> Exercise directions: Set down each entry as it stands. Skip the pictures.

> Available data:
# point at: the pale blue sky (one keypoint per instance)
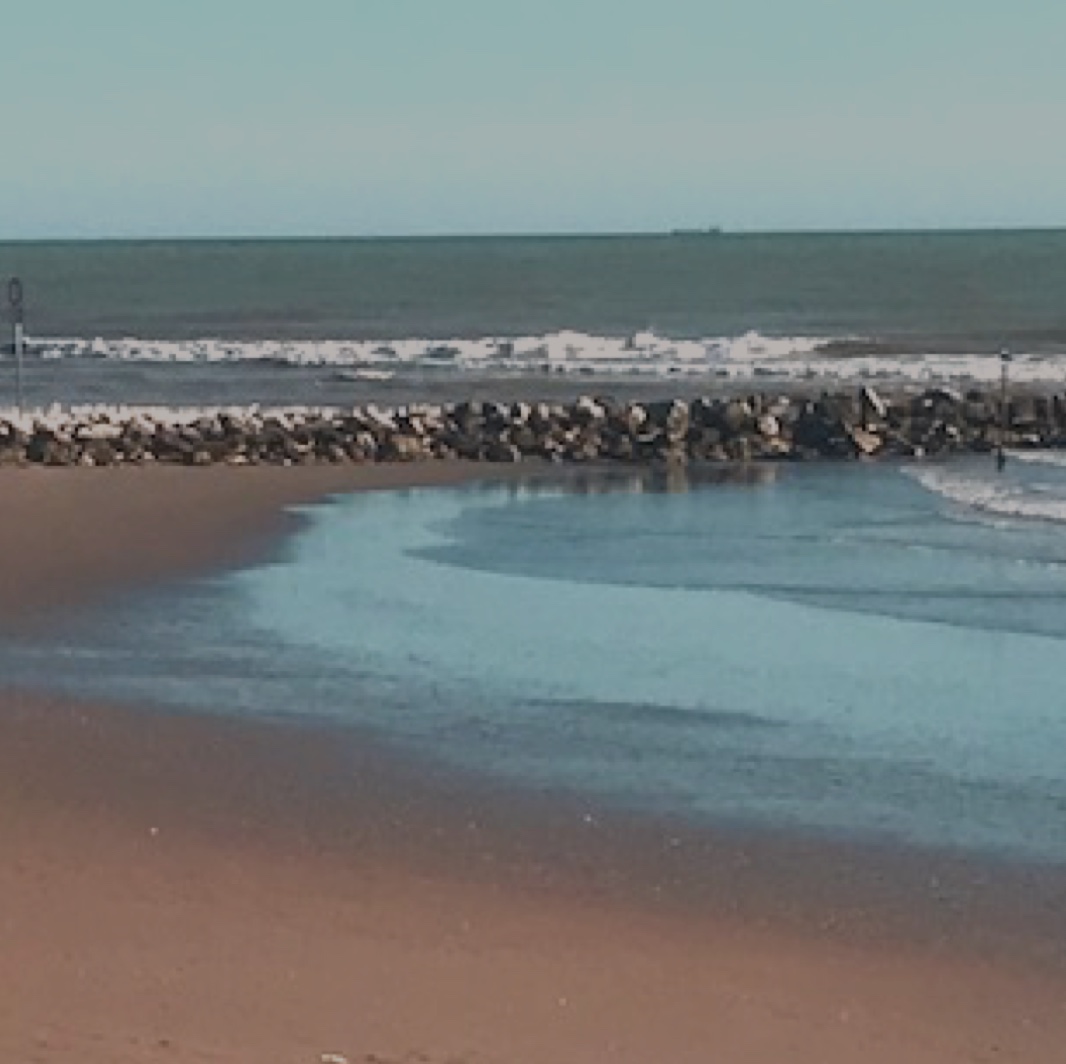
(144, 117)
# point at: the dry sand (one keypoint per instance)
(183, 888)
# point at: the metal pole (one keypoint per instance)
(18, 365)
(15, 305)
(1004, 409)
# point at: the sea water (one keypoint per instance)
(336, 322)
(862, 650)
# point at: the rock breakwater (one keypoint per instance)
(852, 424)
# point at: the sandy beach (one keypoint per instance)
(196, 888)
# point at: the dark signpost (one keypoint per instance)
(15, 312)
(1004, 409)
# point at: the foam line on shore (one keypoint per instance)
(640, 355)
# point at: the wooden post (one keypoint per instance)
(1004, 409)
(15, 306)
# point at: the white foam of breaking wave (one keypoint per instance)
(58, 416)
(642, 354)
(1039, 457)
(566, 351)
(991, 498)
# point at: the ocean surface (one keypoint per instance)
(335, 322)
(859, 651)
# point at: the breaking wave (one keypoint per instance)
(988, 495)
(640, 355)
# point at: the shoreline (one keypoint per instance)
(248, 891)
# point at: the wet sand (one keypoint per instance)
(195, 888)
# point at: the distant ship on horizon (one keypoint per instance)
(711, 230)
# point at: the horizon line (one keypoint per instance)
(708, 232)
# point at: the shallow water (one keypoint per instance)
(868, 651)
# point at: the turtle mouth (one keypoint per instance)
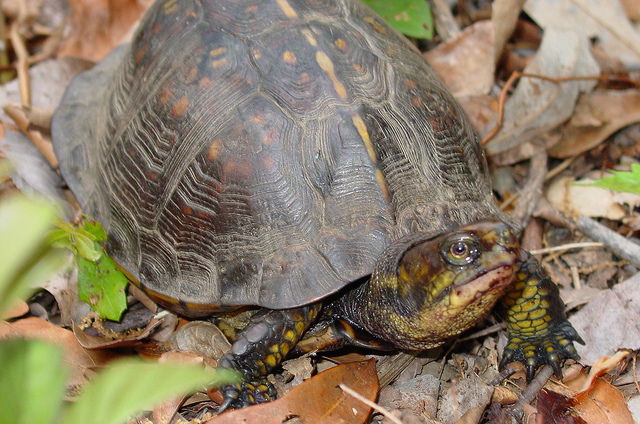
(489, 284)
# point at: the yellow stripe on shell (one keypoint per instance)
(287, 9)
(327, 66)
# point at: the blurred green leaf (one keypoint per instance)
(94, 228)
(32, 381)
(627, 181)
(410, 17)
(102, 285)
(26, 255)
(128, 387)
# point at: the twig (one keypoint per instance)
(618, 244)
(530, 392)
(567, 246)
(517, 74)
(446, 25)
(370, 404)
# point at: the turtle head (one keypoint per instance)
(434, 289)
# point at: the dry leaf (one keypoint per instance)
(318, 400)
(81, 362)
(574, 199)
(597, 116)
(604, 404)
(97, 26)
(604, 20)
(538, 105)
(504, 17)
(469, 54)
(609, 322)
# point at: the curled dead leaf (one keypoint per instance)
(318, 400)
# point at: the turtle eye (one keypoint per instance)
(460, 249)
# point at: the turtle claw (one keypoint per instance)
(246, 394)
(551, 349)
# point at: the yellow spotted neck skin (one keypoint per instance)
(539, 332)
(418, 299)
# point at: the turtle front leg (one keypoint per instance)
(539, 332)
(262, 346)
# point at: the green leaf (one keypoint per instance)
(128, 387)
(26, 256)
(32, 381)
(622, 180)
(94, 228)
(102, 285)
(80, 240)
(410, 17)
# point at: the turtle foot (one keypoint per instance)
(552, 349)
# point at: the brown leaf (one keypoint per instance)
(597, 116)
(81, 362)
(318, 400)
(604, 20)
(537, 105)
(604, 404)
(97, 26)
(469, 54)
(555, 408)
(504, 17)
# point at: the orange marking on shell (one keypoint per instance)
(289, 12)
(192, 75)
(268, 163)
(304, 79)
(214, 149)
(170, 6)
(364, 135)
(327, 66)
(236, 170)
(270, 136)
(218, 51)
(257, 118)
(310, 38)
(289, 57)
(219, 62)
(166, 94)
(141, 52)
(205, 82)
(180, 106)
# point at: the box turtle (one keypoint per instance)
(300, 157)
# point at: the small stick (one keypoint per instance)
(622, 247)
(370, 404)
(517, 74)
(567, 246)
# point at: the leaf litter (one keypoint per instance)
(586, 126)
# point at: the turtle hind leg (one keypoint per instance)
(539, 332)
(332, 334)
(269, 337)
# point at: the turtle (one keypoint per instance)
(300, 158)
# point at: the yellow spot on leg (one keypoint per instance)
(327, 66)
(180, 106)
(287, 9)
(310, 38)
(289, 57)
(214, 149)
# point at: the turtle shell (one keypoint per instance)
(265, 152)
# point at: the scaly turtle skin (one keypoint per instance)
(299, 156)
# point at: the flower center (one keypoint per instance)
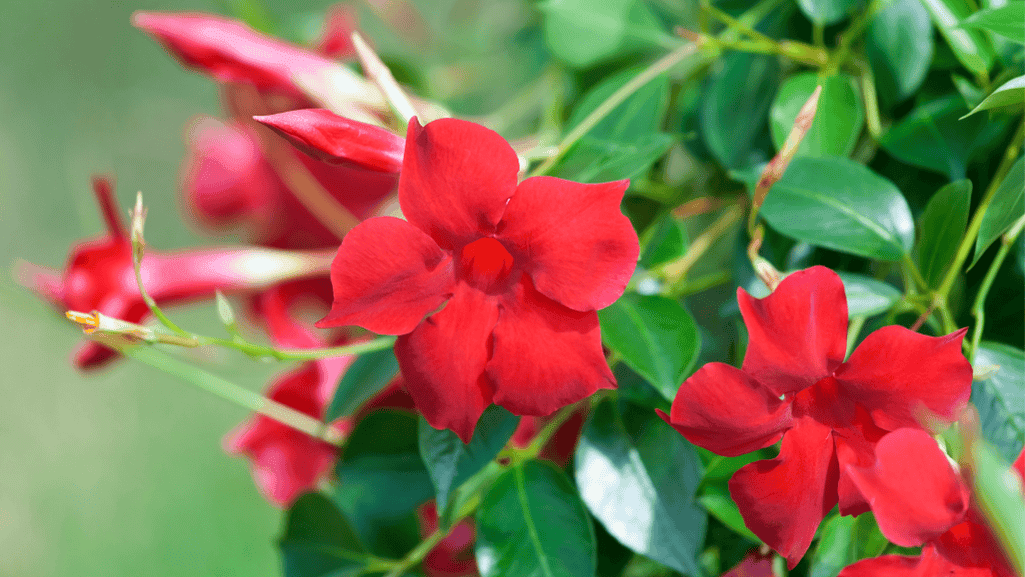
(485, 263)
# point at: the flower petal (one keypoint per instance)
(443, 362)
(323, 134)
(456, 178)
(545, 356)
(798, 332)
(386, 277)
(783, 500)
(913, 491)
(574, 241)
(726, 411)
(897, 374)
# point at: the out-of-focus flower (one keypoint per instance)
(99, 276)
(521, 270)
(967, 549)
(453, 557)
(830, 414)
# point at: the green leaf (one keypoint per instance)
(1010, 93)
(532, 524)
(837, 120)
(450, 462)
(844, 540)
(825, 11)
(932, 137)
(1007, 207)
(970, 46)
(655, 336)
(1007, 21)
(942, 227)
(839, 204)
(367, 375)
(899, 43)
(735, 105)
(582, 33)
(381, 481)
(640, 483)
(1000, 399)
(319, 540)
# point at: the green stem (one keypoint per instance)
(233, 393)
(617, 97)
(1010, 156)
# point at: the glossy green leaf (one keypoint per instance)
(825, 11)
(1007, 21)
(640, 483)
(367, 375)
(320, 541)
(839, 204)
(1007, 206)
(450, 462)
(582, 33)
(970, 46)
(1010, 93)
(837, 120)
(655, 336)
(1000, 399)
(941, 229)
(381, 481)
(532, 524)
(844, 540)
(899, 43)
(931, 136)
(735, 105)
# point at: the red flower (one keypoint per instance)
(99, 276)
(520, 269)
(794, 385)
(968, 549)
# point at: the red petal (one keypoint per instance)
(386, 277)
(545, 356)
(443, 362)
(913, 491)
(333, 138)
(726, 411)
(797, 334)
(897, 373)
(456, 178)
(573, 240)
(784, 499)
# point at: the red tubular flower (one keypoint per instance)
(99, 276)
(794, 385)
(521, 271)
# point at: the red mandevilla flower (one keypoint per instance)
(830, 414)
(521, 270)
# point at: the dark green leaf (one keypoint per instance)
(1000, 399)
(1011, 92)
(942, 227)
(970, 46)
(532, 524)
(899, 44)
(655, 336)
(735, 105)
(825, 11)
(641, 484)
(365, 377)
(381, 481)
(1007, 21)
(837, 120)
(450, 462)
(839, 204)
(1007, 206)
(319, 540)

> Reply to the task:
# point at: the pale blue sky (one keypoint per instance)
(144, 117)
# point at: the dry sand (one keypoint per instance)
(183, 888)
# point at: the metal pole (one keypoint per instance)
(18, 365)
(15, 305)
(1004, 409)
# point at: the sea water (one keypoint per instance)
(336, 322)
(862, 650)
# point at: the rock breakwater (one keypoint per instance)
(852, 424)
# point at: the sandy beach (one keypoint per instance)
(196, 888)
# point at: the dark signpost (one keypoint per instance)
(15, 312)
(1004, 409)
# point at: the foam line on shore (one keypoint per instance)
(640, 355)
# point at: the wooden post (one keypoint per instance)
(1004, 409)
(15, 306)
# point at: the white foam of breaking wave (one keypoint per instance)
(58, 416)
(642, 354)
(1039, 457)
(566, 351)
(991, 498)
# point at: the ocean surface (one keypoint per instance)
(335, 322)
(859, 651)
# point at: the breaking wave (one keypoint per instance)
(988, 495)
(640, 355)
# point at: the shoreline (one keypoint per instance)
(248, 891)
# point at: the wet sand (one keypoint per instance)
(195, 888)
# point at: the distant ship on horizon (one keypoint per instance)
(711, 230)
# point at: the horizon line (one keypoint per instance)
(708, 232)
# point at: the shallow water (one keypoint per instance)
(868, 651)
# point at: the turtle mouth (one keypoint per instance)
(489, 284)
# point at: the yellow stripe on shell (one keypoint per instance)
(287, 9)
(327, 66)
# point at: the blurred green leaf (one keypoint per instance)
(94, 228)
(32, 381)
(627, 181)
(410, 17)
(102, 285)
(26, 255)
(128, 387)
# point at: the twig (one keypoint per instance)
(618, 244)
(530, 392)
(567, 246)
(517, 74)
(446, 25)
(370, 404)
# point at: the turtle head (one keypoint per instance)
(434, 289)
# point at: the dry leaf (one keypoint per instance)
(318, 400)
(81, 362)
(574, 199)
(597, 116)
(604, 404)
(97, 26)
(604, 20)
(538, 105)
(504, 17)
(469, 54)
(609, 322)
# point at: the curled dead leaf (one keypoint per instance)
(318, 400)
# point at: the turtle eye (one keypoint per instance)
(460, 249)
# point at: the turtle claw (one keypoint per instance)
(246, 394)
(551, 349)
# point at: the yellow spotted neck skin (one keypoint per instance)
(539, 332)
(418, 299)
# point at: the turtle front leg (one keypoint per instance)
(539, 332)
(262, 346)
# point at: the green leaf (one keypoint per instance)
(128, 387)
(26, 256)
(32, 381)
(622, 180)
(94, 228)
(102, 285)
(80, 240)
(410, 17)
# point at: the turtle foot (one keypoint per instance)
(552, 349)
# point at: the brown leaf (one keypoint per instance)
(597, 116)
(81, 362)
(318, 400)
(604, 20)
(537, 105)
(604, 404)
(97, 26)
(469, 54)
(555, 408)
(504, 17)
# point at: the orange marking on shell (one keypoint per instance)
(289, 12)
(192, 75)
(268, 163)
(304, 79)
(214, 149)
(170, 6)
(364, 135)
(327, 66)
(236, 170)
(270, 136)
(218, 51)
(257, 118)
(310, 38)
(289, 57)
(219, 62)
(166, 94)
(141, 52)
(205, 82)
(180, 106)
# point at: the box turtle (one keypoint per instance)
(300, 157)
# point at: the small stick (one keypoint per instance)
(622, 247)
(370, 404)
(517, 74)
(567, 246)
# point at: the leaf litter (one keypoint per instance)
(586, 126)
# point at: the turtle hind leg (one keypoint per instance)
(539, 332)
(332, 334)
(269, 337)
# point at: the turtle (one keypoint per instance)
(300, 158)
# point at: the yellow spot on leg (one keypoint per instance)
(327, 66)
(180, 106)
(287, 9)
(310, 38)
(289, 57)
(214, 149)
# point at: the turtle shell (one keypoint per instance)
(265, 152)
# point at: the scaly turtle skin (one keypoint per instance)
(299, 156)
# point at: the flower center (one keypoint per instance)
(485, 263)
# point at: the flower petal (one keypoint per instance)
(443, 362)
(323, 134)
(456, 178)
(545, 356)
(798, 332)
(386, 277)
(783, 500)
(913, 491)
(574, 241)
(726, 411)
(897, 374)
# point at: the out-of-focus flower (one keypoint per instance)
(99, 276)
(521, 270)
(967, 549)
(453, 557)
(830, 414)
# point at: the green leaf (one keypoint per instance)
(1010, 93)
(532, 524)
(837, 120)
(450, 462)
(844, 540)
(825, 11)
(932, 137)
(1007, 207)
(970, 46)
(655, 336)
(1007, 21)
(942, 227)
(839, 204)
(367, 375)
(899, 43)
(735, 105)
(582, 33)
(381, 481)
(640, 483)
(1000, 399)
(319, 540)
# point at: the green stem (one keypoint per instance)
(233, 393)
(617, 97)
(1010, 156)
# point at: the glossy green leaf (one keypoint per instance)
(825, 11)
(1007, 21)
(640, 483)
(367, 375)
(320, 541)
(839, 204)
(1007, 206)
(450, 462)
(582, 33)
(970, 46)
(1010, 93)
(837, 120)
(655, 336)
(1000, 399)
(941, 229)
(381, 481)
(532, 524)
(844, 540)
(899, 43)
(931, 136)
(735, 105)
# point at: the red flower (one keypoint per instance)
(99, 276)
(520, 269)
(794, 385)
(968, 549)
# point at: the red petal (one keypoint per instance)
(386, 277)
(545, 356)
(443, 362)
(913, 491)
(333, 138)
(726, 411)
(797, 334)
(897, 373)
(456, 178)
(573, 240)
(784, 499)
# point at: the red tubular flower (one keypoint per instance)
(99, 276)
(794, 385)
(521, 271)
# point at: the red mandevilla flower (one keypoint per instance)
(830, 414)
(521, 270)
# point at: the dark green leaf (one keypoint per instance)
(1000, 399)
(1011, 92)
(942, 227)
(970, 46)
(532, 524)
(899, 44)
(655, 336)
(735, 105)
(825, 11)
(641, 484)
(365, 377)
(381, 481)
(1007, 21)
(837, 120)
(450, 462)
(839, 204)
(1007, 206)
(319, 540)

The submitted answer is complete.